MATERIAL SUPPLIED Start Marker

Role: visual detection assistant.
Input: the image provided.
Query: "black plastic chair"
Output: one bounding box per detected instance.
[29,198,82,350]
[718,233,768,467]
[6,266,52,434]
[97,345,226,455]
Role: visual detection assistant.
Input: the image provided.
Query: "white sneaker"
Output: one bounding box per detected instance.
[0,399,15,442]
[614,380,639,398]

MATERIAL SUPPLIED End Marker

Everything in the records should be written out again exactly.

## ANSWER AREA
Role: visual detection assistant.
Input: the image provided.
Query: "black plastic chair"
Output: one bounding box per detected instance.
[29,198,82,350]
[718,233,768,467]
[6,266,52,434]
[97,345,226,455]
Role: visual detection assistant.
Input: the image provided.
Query: "white sneaker"
Output: one bounding box per detected instance.
[0,399,15,442]
[614,380,639,398]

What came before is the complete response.